=== BRIEF 1 ===
Translate this sentence from the Directive 2004/38 excerpt into Spanish: "Union citizens who have resided legally for a continuous period of five years in the host Member State shall have the right of permanent residence there."
=== BRIEF 2 ===
Based on the Directive 2004/38 excerpt, state whether each statement agrees with it. Answer yes or no for each and quote the deciding words.
(a) Under paragraph 3(c) of Article 7, a person keeps worker status for no less than six months.
(b) Any absence from the host Member State that totals more than six months in a year breaks continuity of residence.
(c) Pregnant women can receive income support from 11 weeks before the expected week of confinement until 15 weeks after the pregnancy ends.
=== BRIEF 3 ===
Continue the Directive 2004/38 excerpt from the point where it stops.

=== TEXT EXCERPT ===
=-=-=-=-=
4        Article 1(a) of Directive 2004/38 states:

‘This Directive lays down:

(a)      the conditions governing the exercise of the right of free movement and residence within the territory of the Member States by Union citizens and their family members’.

5        Article 7 of that directive, entitled ‘Right of residence for more than three months’, provides in paragraphs 1 and 3:

‘1.      All Union citizens shall have the right of residence on the territory of another Member State for a period of longer than three months if they:

(a)      are workers or self-employed persons in the host Member State ...

...

3.       For the purposes of paragraph 1(a), a Union citizen who is no longer a worker or self-employed person shall retain the status of worker or self-employed person in the following circumstances:

(a)      he/she is temporarily unable to work as the result of an illness or accident;

(b)      he/she is in duly recorded involuntary unemployment after having been employed for more than one year and has registered as a job-seeker with the relevant employment office;

(c)      he/she is in duly recorded involuntary unemployment after completing a fixed-term employment contract of less than a year or after having become involuntarily unemployed during the first 12 months and has registered as a job-seeker with the relevant employment office. In this case, the status of worker shall be retained for no less than six months;

(d)      he/she embarks on vocational training. Unless he/she is involuntarily unemployed, the retention of the status of worker shall require the training to be related to the previous employment.’

6        Article 16(1) and (3) of the same directive provides:

‘1.      Union citizens who have resided legally for a continuous period of five years in the host Member State shall have the right of permanent residence there. ...

...

3.      Continuity of residence shall not be affected by temporary absences not exceeding a total of six months a year, or by absences of a longer duration for compulsory military service, or by one absence of a maximum of 12 consecutive months for important reasons such as pregnancy and childbirth, serious illness, study or vocational training, or a posting in another Member State or a third country.’

 United Kingdom law

7        The legislation which governs income support is the Social Security Contributions and Benefits Act 1992 and the Income Support (General) Regulations 1987.

8        Income support is a means-tested benefit granted to various categories of persons which include, by virtue of regulation 4ZA of those Regulations, in conjunction with paragraph 14(b) of Schedule IB thereto, women who are or have ‘been pregnant but only for the period commencing 11 weeks before [their] expected week of confinement and ending 15 weeks after the date on which [their] pregnancy ends’.
=-=-=-=-=
=== INFORMATION GIVEN ===

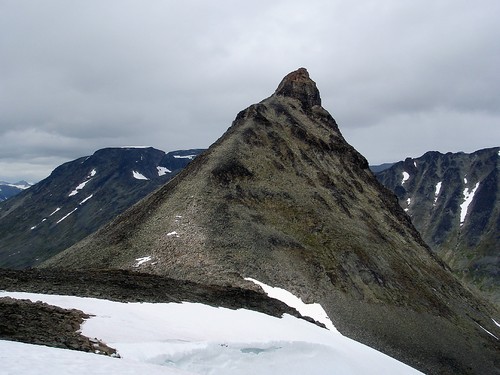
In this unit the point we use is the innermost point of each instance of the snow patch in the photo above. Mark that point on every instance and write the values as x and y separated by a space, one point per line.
142 260
488 332
57 209
468 197
313 310
64 217
86 199
192 338
163 171
139 176
406 176
79 187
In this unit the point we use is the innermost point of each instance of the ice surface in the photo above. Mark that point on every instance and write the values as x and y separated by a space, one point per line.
=-=-=-=-=
=== RIGHT ANSWER 1 ===
Los ciudadanos de la Unión que hayan residido legalmente durante un período continuado de cinco años en el Estado miembro de acogida tendrán un derecho de residencia permanente en él.

=== RIGHT ANSWER 2 ===
(a) Yes: "In this case, the status of worker shall be retained for no less than six months"
(b) No: "or by absences of a longer duration for compulsory military service, or by one absence of a maximum of 12 consecutive months for important reasons"
(c) Yes: "been pregnant but only for the period commencing 11 weeks before [their] expected week of confinement and ending 15 weeks after the date on which [their] pregnancy ends"

=== RIGHT ANSWER 3 ===
9        The granting of income support requires, inter alia, according to section 124(l)(b) of the Social Security Contributions and Benefits Act 1992, that the income of the beneficiary should not exceed the prescribed ‘applicable amount’. Where that amount is ‘nil’, no benefit is granted.

10      Under paragraph 17 of Schedule 7 to the Income Support (General) Regulations 1987, the applicable amount prescribed for a ‘person from abroad’ is ‘nil’.

11      Regulation 21AA(1) of those regulations defines a ‘person from abroad’ as being ‘a claimant who is not habitually resident in the United Kingdom …’.

12      According to regulation 21AA(2) of those regulations, to be considered as habitually resident in the United Kingdom, the income support claimant must have a ‘right to reside’ in that Member State.

13      According to regulation 21AA(4) of those regulations:

‘A claimant is not a person from abroad if he is —

(a)      a worker for the purposes of [Directive 2004/38];

(b)      a self-employed person for the purposes of that Directive;

(c)      a person who retains a status referred to in sub-paragraph (a) or (b) pursuant to Article 7(3) of that Directive;

(d)      a person who is a family member of a person referred to in sub-paragraph (a), (b) or (c) within the meaning of Article 2 of that Directive;

(e)      a person who has a right to reside permanently in the United Kingdom by virtue of Article 17 of that Directive.’

 The dispute in the main proceedings and the questions referred for a preliminary ruling

14      Ms Saint Prix is a French national who entered the United Kingdom on 10 July 2006 where she worked, mainly as a teaching assistant, from 1 September 2006 until 1 August 2007. She then enrolled on a Post-Graduate Certificate in Education course at the University of London, the envisaged period of study being from 17 September 2007 until 27 June 2008.

15      During that period she became pregnant, with an expected date of confinement of 2 June 2008.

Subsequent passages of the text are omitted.